Required work ->
Copy the lines starting at the line containing "For each instance of the scratched" and ending at the line containing "pixel 353 634", renaming "scratched" to "dented" and leaving everything else unchanged.

╭──

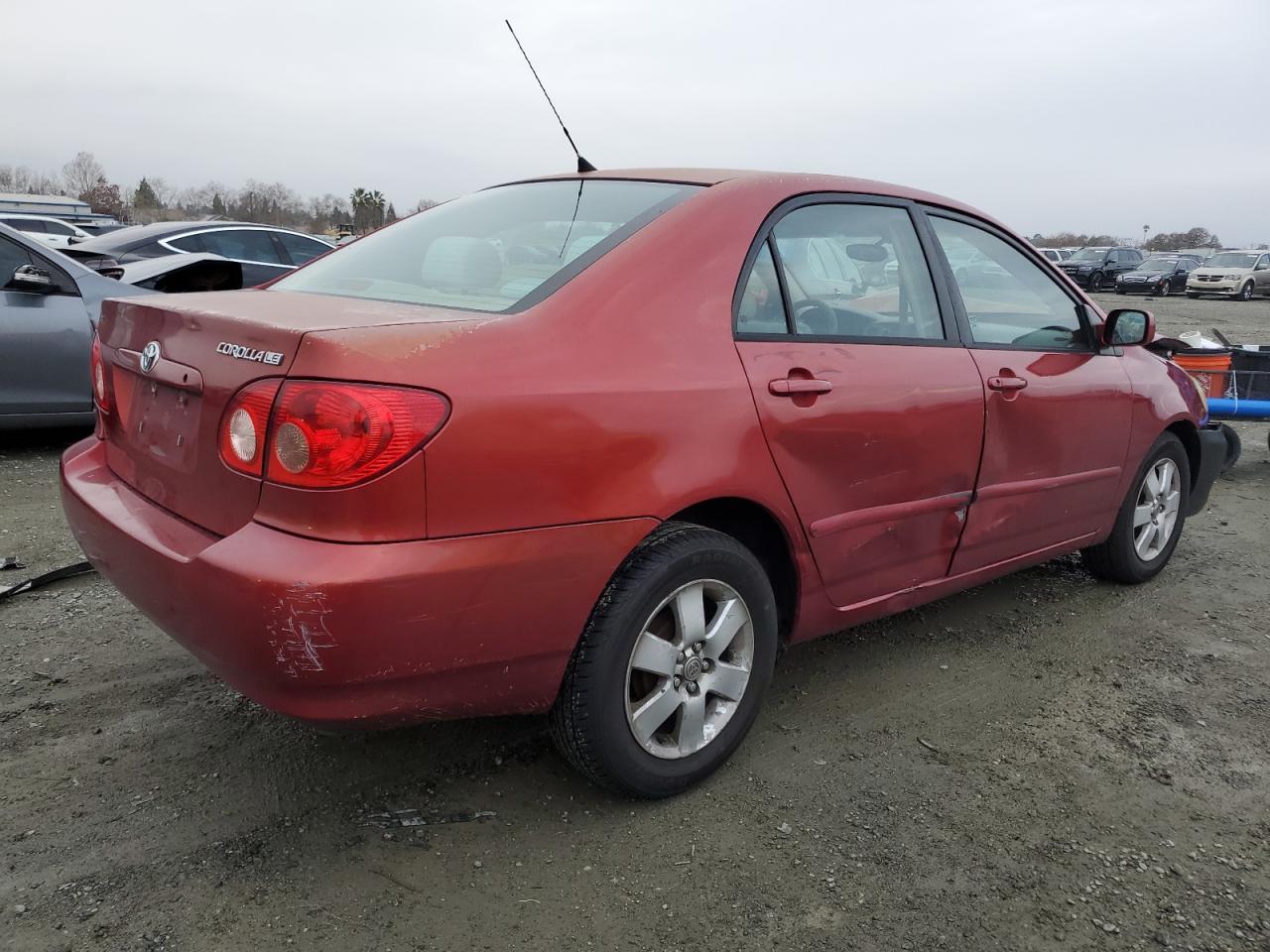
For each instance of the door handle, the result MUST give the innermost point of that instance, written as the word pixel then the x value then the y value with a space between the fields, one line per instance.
pixel 1006 384
pixel 798 386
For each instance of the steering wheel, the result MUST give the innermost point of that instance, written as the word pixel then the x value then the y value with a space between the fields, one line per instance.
pixel 812 316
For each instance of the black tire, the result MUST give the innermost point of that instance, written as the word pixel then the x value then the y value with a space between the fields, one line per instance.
pixel 1116 558
pixel 589 719
pixel 1233 447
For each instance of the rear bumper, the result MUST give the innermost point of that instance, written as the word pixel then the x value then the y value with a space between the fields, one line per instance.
pixel 339 634
pixel 1211 454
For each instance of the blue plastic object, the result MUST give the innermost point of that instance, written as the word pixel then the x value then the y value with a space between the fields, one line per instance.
pixel 1225 408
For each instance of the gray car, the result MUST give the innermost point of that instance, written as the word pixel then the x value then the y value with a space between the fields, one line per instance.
pixel 49 312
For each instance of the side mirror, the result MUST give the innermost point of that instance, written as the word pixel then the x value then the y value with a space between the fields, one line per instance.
pixel 1128 326
pixel 28 277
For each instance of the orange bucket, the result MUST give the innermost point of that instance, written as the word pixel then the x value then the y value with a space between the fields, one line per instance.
pixel 1210 370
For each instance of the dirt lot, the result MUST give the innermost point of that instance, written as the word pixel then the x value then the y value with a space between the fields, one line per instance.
pixel 1043 763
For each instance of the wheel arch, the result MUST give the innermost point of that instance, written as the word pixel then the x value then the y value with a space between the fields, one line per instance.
pixel 760 531
pixel 1188 433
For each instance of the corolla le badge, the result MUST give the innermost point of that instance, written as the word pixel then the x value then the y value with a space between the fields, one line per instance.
pixel 149 356
pixel 249 353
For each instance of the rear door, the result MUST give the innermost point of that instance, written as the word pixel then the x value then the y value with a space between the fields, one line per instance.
pixel 871 408
pixel 1058 408
pixel 45 340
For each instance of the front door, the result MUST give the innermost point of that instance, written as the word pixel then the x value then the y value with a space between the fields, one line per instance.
pixel 871 409
pixel 48 335
pixel 1058 409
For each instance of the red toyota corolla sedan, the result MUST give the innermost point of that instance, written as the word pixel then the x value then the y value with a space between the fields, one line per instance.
pixel 601 444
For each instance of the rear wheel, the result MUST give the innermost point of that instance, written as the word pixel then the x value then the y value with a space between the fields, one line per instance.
pixel 672 666
pixel 1150 521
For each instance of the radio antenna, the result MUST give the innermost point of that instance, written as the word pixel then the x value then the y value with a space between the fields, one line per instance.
pixel 583 166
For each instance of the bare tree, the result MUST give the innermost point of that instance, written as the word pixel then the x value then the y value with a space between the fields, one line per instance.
pixel 81 175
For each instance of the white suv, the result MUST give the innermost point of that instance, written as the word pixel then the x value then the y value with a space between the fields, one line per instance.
pixel 50 231
pixel 1238 275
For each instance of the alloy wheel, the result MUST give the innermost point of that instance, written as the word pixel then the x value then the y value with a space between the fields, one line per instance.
pixel 1156 512
pixel 689 669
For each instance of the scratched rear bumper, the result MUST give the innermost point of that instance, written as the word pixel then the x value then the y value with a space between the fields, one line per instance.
pixel 353 634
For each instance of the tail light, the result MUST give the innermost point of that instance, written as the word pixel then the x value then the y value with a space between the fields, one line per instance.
pixel 245 425
pixel 100 384
pixel 325 434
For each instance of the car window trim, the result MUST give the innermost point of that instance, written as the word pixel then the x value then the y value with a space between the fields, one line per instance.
pixel 1062 284
pixel 166 239
pixel 952 333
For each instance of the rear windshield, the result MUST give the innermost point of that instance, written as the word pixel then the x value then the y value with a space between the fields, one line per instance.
pixel 495 250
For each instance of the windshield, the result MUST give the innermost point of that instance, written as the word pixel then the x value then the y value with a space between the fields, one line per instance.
pixel 1230 259
pixel 1088 254
pixel 493 250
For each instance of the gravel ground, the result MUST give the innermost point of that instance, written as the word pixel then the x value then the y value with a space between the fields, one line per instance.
pixel 1042 763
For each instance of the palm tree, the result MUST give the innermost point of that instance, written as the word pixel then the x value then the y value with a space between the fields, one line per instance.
pixel 358 200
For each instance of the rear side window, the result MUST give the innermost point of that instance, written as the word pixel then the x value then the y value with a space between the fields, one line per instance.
pixel 1008 299
pixel 856 271
pixel 302 249
pixel 187 243
pixel 495 250
pixel 241 245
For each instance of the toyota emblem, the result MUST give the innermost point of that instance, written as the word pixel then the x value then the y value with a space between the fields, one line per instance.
pixel 150 357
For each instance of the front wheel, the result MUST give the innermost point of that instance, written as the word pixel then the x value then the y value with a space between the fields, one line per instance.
pixel 1150 521
pixel 672 666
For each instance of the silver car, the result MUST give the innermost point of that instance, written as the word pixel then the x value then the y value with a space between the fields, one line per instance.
pixel 49 311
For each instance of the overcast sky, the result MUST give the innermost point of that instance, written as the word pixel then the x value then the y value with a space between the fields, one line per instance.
pixel 1093 116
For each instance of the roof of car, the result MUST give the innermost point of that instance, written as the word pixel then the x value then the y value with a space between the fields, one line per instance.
pixel 136 235
pixel 790 181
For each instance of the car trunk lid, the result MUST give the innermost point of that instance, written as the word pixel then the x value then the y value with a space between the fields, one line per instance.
pixel 167 403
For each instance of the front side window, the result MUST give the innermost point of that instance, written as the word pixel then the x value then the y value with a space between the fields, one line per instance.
pixel 493 250
pixel 1007 298
pixel 241 245
pixel 856 271
pixel 761 308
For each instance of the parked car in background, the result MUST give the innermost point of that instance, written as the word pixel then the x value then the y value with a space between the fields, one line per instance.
pixel 1159 275
pixel 1096 268
pixel 1236 275
pixel 46 230
pixel 49 307
pixel 656 453
pixel 263 250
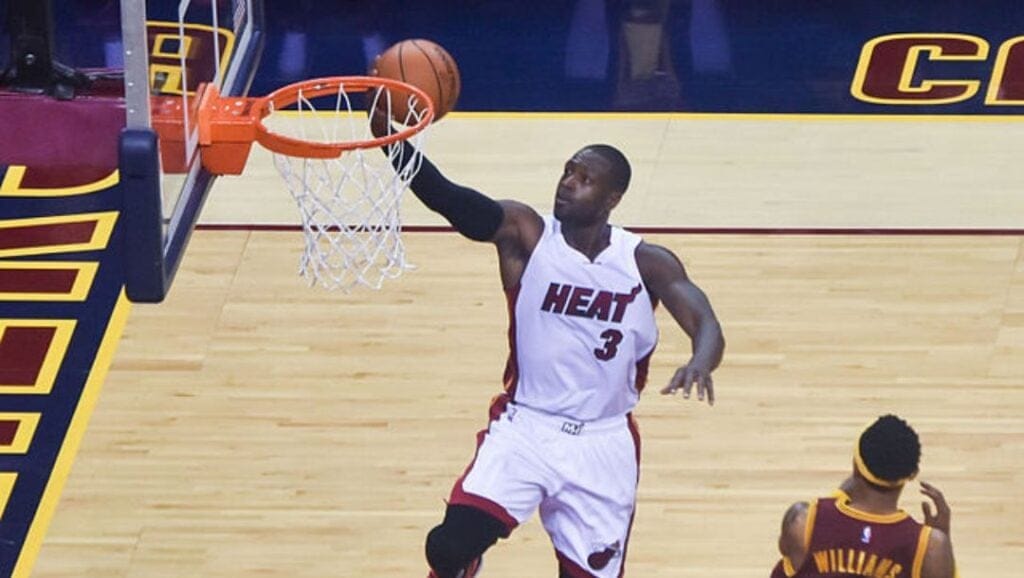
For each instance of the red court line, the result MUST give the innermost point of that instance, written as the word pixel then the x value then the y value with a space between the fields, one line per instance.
pixel 882 232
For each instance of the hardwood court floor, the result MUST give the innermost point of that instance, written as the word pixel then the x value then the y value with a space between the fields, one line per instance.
pixel 253 427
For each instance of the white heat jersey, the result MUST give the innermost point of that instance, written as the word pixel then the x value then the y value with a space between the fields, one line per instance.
pixel 582 333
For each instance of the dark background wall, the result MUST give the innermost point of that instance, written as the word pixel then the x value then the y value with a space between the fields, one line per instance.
pixel 712 55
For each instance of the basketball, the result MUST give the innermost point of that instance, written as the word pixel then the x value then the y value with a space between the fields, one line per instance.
pixel 424 65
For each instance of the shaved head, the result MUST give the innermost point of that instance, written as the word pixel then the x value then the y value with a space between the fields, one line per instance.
pixel 621 171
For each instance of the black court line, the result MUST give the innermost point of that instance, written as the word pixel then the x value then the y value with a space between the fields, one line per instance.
pixel 819 232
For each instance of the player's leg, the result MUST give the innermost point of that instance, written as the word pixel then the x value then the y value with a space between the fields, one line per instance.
pixel 500 489
pixel 589 520
pixel 454 547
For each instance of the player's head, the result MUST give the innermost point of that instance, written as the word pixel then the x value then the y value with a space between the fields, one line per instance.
pixel 888 453
pixel 592 183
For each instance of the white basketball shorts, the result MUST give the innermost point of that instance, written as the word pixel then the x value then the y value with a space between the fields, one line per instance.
pixel 581 476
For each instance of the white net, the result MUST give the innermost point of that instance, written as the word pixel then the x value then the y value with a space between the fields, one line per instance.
pixel 349 205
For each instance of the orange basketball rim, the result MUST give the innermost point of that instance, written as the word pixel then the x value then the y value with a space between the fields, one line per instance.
pixel 228 125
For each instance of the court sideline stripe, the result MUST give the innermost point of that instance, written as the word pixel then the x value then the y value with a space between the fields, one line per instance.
pixel 797 231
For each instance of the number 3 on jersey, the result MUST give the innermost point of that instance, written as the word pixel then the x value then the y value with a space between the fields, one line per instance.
pixel 611 339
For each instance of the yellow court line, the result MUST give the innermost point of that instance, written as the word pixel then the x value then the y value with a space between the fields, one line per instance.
pixel 73 439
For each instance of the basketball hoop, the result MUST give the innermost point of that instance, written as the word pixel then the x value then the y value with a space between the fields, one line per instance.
pixel 347 191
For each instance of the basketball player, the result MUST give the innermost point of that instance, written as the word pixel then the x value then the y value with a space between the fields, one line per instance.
pixel 582 295
pixel 860 531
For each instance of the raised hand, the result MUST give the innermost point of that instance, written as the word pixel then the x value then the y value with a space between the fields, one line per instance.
pixel 684 379
pixel 941 517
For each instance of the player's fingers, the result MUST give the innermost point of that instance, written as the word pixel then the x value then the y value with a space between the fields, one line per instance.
pixel 710 388
pixel 689 377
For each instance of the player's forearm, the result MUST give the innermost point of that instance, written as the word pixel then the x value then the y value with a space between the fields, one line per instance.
pixel 709 343
pixel 471 213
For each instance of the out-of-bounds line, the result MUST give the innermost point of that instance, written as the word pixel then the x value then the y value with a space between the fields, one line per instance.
pixel 797 231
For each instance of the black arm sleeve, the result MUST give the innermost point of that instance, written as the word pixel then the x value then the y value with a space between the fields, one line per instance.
pixel 470 212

╰──

Finished answer ->
For each instance of the dented rear bumper, the result MUST give the innermost point of that instance, written as the word pixel then the x value then the y value with a space between the fields, one line per instance.
pixel 353 634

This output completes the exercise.